> [DATA TO PROCESS]:
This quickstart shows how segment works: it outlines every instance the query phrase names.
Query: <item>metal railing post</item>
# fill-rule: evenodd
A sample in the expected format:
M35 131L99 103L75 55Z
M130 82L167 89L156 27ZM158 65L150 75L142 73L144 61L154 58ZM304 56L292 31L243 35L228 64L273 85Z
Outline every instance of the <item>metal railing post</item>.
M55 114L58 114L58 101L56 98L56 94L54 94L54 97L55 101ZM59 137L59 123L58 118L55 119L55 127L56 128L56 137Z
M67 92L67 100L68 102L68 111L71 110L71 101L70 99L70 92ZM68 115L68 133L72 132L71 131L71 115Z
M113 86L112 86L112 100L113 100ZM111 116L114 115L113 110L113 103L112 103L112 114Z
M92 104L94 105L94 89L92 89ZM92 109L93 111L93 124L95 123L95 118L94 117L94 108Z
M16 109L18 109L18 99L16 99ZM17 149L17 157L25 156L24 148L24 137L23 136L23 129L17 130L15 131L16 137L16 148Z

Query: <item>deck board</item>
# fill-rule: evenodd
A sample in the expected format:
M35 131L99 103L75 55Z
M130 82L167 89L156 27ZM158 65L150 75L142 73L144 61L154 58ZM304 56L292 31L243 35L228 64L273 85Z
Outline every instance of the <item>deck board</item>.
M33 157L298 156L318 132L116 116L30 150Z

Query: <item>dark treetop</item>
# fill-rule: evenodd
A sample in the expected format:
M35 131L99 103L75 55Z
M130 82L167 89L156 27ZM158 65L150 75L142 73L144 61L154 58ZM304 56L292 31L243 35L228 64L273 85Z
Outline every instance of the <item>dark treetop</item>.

> [THE TASK]: Copy out every line of the records from the one containing "Query: <item>deck board</item>" down to the one containing "M33 157L298 156L318 132L116 116L30 150Z", both lines included, without any changes.

> [SOLUTION]:
Query: <item>deck board</item>
# fill-rule: evenodd
A sample in the expected format:
M35 131L99 103L75 55Z
M130 82L167 89L156 27ZM158 65L150 75L142 73L144 61L154 58ZM304 56L292 31L243 35L228 64L273 85Z
Outline every instance of the <item>deck board</item>.
M33 157L298 156L318 132L116 116L30 150Z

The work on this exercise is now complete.